-------- TEXT BLOCK --------
[Paper] GIST: Gauge-Invariant Spectral Transformers for Scalable Graph Neural Operators

Published: (March 17, 2026 at 01:54 PM EDT)
4 min read
Source: arXiv

Source: arXiv - 2603.16849v1

Overview

The paper introduces GIST (Gauge‑Invariant Spectral Transformers), a new graph‑transformer architecture that lets you feed meshes or irregular graphs into a transformer‑style model without the usual costly eigendecompositions or loss of gauge invariance (i.e., the model’s predictions staying consistent across different numerical representations of the same underlying geometry). By combining random projections with an inner‑product‑based attention mechanism, GIST runs in linear time (O(N)) and can be trained on one mesh resolution and deployed on another—an attractive property for neural‑operator tasks such as fluid‑dynamics simulation.

Key Contributions

  • Linear‑time spectral attention: Replaces exact spectral transforms (cubic‑time eigendecompositions) with random projections, achieving true (O(N)) complexity.
  • Algorithmic gauge invariance: Guarantees that the attention computation is invariant to the choice of basis (the “gauge”), eliminating catastrophic failures when switching discretizations.
  • Theoretical guarantees: Provides a bound on the mismatch error between different mesh discretizations, proving discretization‑invariant learning.
  • State‑of‑the‑art performance: Matches or exceeds leading GNNs on classic graph benchmarks (e.g., 99.50 % micro‑F1 on PPI) and sets new records on large‑scale neural‑operator datasets (DrivAerNet / DrivAerNet++ with up to 750 k nodes).
-------- SOURCE RECORDS --------
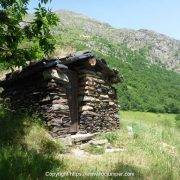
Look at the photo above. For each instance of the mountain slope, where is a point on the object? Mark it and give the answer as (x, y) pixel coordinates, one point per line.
(148, 85)
(162, 48)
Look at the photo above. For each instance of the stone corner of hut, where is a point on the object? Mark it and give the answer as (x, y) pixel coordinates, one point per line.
(73, 94)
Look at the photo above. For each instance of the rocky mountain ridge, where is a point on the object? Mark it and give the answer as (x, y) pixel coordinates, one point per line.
(161, 48)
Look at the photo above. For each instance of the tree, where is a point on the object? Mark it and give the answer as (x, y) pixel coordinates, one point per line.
(22, 40)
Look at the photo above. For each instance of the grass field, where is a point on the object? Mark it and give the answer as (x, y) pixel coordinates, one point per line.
(151, 149)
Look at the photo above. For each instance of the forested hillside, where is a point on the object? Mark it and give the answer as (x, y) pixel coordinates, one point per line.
(148, 84)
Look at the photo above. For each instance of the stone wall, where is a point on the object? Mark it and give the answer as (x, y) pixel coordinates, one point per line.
(98, 107)
(50, 93)
(45, 93)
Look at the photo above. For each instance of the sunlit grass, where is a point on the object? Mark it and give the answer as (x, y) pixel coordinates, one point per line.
(151, 151)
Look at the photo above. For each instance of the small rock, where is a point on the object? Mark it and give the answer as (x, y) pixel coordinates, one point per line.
(67, 141)
(82, 137)
(114, 150)
(99, 142)
(79, 153)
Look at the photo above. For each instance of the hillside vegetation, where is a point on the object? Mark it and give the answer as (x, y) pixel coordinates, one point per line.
(27, 151)
(148, 84)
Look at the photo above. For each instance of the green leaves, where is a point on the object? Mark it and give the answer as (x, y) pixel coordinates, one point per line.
(15, 31)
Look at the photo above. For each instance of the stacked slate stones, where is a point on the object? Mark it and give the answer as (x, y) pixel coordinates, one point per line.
(98, 102)
(44, 91)
(72, 94)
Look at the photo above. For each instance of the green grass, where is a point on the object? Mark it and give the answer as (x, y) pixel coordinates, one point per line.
(151, 152)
--------
### BRIEF 1
In the GIST summary, what technique replaces the cubic-time eigendecompositions to achieve linear-time complexity?
### BRIEF 2
Rewrite the records from the line containing "green grass, where" through the end of the records, switching "green grass" to "meadow grass" and keeping everything else unchanged.

### COMPLETE RESPONSE 1
Random projections.

### COMPLETE RESPONSE 2
Look at the photo above. For each instance of the meadow grass, where is a point on the object? Mark it and give the answer as (x, y) pixel coordinates, one point per line.
(151, 152)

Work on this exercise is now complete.